• [DATA SHOWN]:
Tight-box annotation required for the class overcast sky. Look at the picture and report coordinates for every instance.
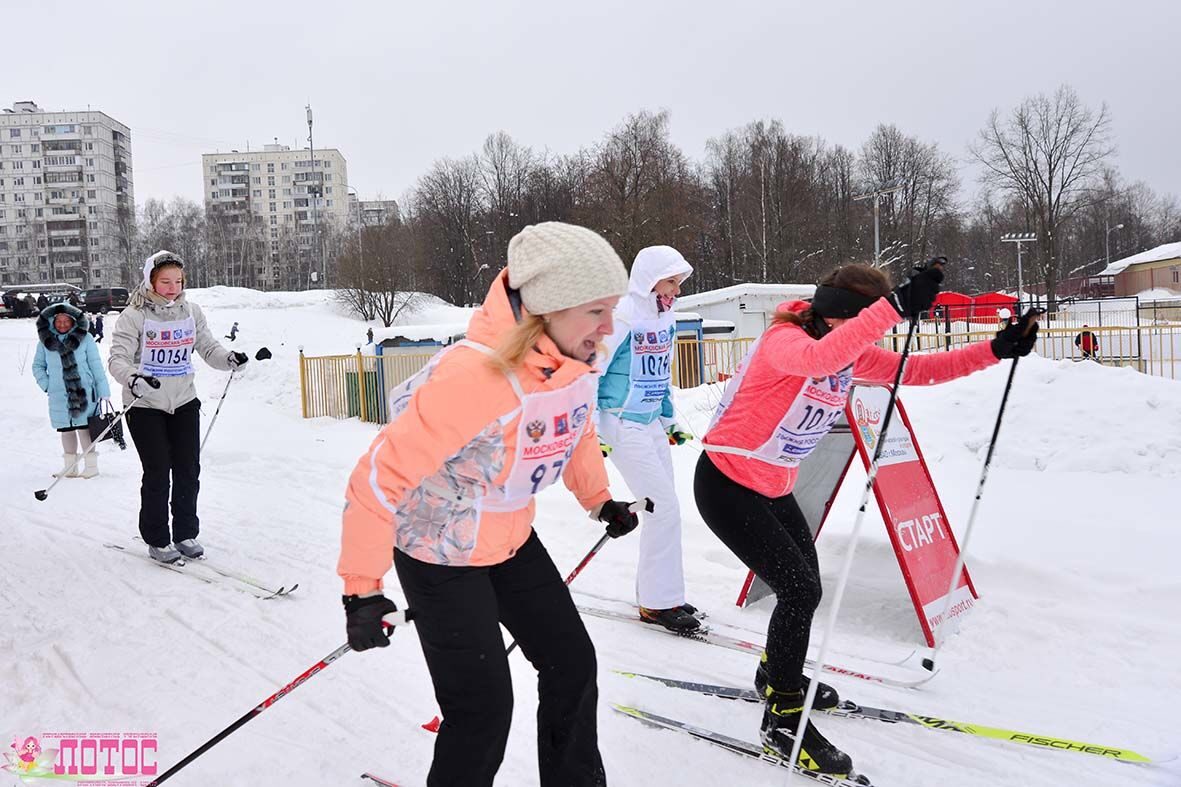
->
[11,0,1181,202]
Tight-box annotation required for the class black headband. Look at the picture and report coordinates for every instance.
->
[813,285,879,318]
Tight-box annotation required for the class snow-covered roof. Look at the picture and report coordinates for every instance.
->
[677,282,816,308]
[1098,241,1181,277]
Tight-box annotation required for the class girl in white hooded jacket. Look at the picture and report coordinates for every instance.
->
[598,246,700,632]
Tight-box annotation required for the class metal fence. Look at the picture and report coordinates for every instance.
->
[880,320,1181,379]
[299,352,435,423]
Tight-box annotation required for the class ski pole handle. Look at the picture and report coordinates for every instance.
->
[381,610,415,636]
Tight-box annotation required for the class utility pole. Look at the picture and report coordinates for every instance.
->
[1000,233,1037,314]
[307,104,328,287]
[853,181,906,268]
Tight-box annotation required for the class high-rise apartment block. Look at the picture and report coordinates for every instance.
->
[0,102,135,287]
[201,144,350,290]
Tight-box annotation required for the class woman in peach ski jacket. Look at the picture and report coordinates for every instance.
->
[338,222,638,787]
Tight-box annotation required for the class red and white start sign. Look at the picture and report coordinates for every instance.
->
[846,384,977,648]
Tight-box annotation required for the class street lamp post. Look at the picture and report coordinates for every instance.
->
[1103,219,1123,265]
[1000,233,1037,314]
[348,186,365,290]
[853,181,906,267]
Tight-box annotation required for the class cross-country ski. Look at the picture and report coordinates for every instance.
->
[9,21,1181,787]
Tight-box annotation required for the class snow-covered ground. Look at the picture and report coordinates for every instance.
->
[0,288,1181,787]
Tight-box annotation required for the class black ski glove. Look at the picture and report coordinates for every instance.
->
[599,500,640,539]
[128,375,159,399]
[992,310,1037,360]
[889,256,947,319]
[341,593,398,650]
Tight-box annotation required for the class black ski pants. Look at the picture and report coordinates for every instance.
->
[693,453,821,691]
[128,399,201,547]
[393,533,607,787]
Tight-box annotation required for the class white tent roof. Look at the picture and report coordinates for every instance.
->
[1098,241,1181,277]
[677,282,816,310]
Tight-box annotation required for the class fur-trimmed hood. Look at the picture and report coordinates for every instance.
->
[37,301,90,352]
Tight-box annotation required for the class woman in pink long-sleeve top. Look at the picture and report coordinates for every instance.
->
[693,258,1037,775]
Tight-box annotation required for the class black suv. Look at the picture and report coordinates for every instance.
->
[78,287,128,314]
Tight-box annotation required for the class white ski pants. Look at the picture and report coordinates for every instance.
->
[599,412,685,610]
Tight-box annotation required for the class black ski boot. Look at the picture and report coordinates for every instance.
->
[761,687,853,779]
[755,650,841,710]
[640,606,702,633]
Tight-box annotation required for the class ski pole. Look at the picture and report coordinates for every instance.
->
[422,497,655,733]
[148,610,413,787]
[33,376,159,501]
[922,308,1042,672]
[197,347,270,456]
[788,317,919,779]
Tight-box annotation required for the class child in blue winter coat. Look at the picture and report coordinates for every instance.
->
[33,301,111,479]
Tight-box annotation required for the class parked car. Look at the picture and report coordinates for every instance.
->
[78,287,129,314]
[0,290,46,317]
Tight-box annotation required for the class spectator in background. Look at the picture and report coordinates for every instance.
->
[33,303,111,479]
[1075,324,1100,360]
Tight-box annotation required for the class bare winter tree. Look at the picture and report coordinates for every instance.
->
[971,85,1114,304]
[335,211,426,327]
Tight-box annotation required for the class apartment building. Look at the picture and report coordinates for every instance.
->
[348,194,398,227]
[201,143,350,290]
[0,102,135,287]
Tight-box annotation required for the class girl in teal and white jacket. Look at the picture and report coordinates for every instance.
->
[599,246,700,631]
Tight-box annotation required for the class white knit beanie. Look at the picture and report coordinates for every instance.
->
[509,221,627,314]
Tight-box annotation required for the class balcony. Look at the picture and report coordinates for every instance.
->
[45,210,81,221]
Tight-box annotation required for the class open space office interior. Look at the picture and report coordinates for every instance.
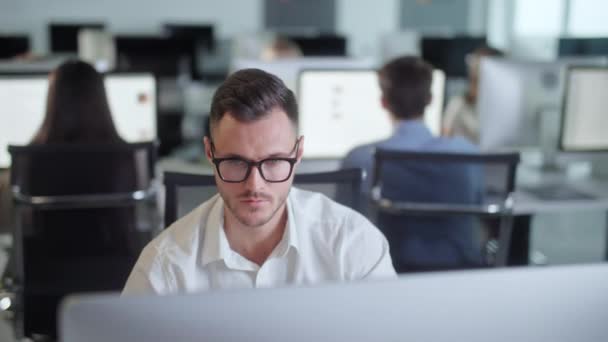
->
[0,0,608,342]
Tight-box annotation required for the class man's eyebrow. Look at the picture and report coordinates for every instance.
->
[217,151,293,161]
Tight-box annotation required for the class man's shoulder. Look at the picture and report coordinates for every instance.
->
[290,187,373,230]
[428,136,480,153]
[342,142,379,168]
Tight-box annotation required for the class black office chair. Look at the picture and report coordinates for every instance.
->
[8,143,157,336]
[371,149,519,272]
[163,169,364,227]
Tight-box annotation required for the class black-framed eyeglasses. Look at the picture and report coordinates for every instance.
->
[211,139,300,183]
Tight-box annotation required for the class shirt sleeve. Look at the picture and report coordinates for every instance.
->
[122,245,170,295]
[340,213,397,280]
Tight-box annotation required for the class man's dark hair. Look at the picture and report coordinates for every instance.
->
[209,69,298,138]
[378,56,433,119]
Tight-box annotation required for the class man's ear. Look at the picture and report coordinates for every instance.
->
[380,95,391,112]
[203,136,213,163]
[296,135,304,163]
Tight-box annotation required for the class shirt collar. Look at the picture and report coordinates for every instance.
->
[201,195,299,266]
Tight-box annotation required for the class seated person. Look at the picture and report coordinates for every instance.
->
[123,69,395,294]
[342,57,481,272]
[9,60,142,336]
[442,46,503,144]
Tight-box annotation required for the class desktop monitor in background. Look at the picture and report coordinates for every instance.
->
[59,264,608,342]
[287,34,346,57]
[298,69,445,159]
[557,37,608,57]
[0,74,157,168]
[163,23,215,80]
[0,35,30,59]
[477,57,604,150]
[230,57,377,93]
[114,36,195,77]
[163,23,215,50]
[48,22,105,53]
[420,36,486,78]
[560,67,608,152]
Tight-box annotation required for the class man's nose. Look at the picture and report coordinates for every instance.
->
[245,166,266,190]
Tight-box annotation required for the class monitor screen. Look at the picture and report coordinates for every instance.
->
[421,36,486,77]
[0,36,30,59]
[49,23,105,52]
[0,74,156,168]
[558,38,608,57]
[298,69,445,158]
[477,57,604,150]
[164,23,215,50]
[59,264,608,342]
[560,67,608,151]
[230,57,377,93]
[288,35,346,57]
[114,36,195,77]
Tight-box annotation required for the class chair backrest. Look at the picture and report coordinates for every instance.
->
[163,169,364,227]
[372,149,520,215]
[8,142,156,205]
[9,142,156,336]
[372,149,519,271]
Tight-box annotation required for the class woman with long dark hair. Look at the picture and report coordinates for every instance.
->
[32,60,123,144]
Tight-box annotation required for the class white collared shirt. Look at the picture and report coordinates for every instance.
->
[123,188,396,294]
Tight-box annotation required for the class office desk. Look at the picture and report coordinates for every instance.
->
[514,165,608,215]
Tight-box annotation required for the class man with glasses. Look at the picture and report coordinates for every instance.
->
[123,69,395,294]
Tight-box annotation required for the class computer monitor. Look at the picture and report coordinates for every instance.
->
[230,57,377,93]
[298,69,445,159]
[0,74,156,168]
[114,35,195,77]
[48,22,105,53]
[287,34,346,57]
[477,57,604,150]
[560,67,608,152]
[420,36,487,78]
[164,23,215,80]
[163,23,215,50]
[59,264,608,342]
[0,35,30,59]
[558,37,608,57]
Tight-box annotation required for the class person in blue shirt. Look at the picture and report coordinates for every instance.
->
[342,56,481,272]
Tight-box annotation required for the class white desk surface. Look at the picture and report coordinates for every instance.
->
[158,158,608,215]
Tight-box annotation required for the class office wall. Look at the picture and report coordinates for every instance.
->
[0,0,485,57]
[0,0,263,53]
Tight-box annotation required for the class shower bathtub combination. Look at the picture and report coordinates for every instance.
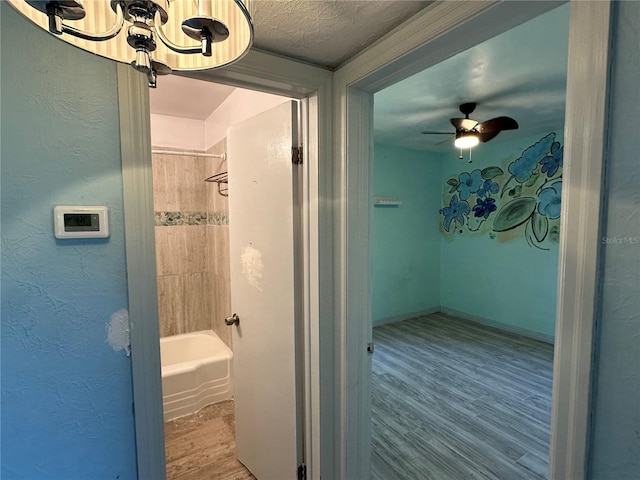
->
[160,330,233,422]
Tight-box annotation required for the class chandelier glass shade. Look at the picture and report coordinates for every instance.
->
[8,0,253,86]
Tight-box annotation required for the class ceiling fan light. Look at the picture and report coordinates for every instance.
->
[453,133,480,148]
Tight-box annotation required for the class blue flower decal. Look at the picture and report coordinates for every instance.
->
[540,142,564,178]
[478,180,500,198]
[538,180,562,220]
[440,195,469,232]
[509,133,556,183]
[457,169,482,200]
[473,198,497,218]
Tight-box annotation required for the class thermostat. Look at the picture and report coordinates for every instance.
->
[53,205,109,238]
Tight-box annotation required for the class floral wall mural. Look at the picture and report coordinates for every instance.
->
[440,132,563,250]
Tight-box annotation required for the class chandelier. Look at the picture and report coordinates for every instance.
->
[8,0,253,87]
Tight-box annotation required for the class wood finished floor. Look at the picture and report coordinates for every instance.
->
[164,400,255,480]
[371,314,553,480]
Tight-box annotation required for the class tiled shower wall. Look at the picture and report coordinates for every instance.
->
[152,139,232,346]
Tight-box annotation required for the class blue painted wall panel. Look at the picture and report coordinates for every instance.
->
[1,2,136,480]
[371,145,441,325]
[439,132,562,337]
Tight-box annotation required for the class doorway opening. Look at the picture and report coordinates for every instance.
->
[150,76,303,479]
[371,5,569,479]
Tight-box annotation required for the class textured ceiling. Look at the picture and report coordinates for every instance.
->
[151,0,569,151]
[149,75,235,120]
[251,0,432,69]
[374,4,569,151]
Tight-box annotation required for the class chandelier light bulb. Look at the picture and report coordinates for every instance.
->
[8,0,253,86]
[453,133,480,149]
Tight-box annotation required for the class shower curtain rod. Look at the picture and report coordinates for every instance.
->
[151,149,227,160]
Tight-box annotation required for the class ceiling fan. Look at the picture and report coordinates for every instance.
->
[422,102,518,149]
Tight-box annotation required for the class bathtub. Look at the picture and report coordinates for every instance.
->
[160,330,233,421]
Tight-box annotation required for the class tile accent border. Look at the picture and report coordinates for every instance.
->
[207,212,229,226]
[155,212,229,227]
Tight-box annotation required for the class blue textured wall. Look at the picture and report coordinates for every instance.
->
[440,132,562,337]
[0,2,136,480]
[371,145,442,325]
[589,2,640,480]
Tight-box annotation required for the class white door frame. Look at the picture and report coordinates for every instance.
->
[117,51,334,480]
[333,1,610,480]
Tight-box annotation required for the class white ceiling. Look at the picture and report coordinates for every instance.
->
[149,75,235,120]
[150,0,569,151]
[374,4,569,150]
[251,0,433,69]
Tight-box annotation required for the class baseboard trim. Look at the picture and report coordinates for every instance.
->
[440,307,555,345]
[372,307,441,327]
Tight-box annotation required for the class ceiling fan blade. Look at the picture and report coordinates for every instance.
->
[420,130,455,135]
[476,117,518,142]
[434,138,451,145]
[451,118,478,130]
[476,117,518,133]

• [EXERCISE INSTRUCTIONS]: Set down, unchanged, the stretch from the line containing "Tight-box annotation required for the class white door" through the line containing "[333,1,610,480]".

• [SOLUTION TO THIS EXERCISE]:
Tight-box annotation required for the class white door frame. Look at the picture and report coordinates for every instance.
->
[117,51,334,480]
[333,1,610,480]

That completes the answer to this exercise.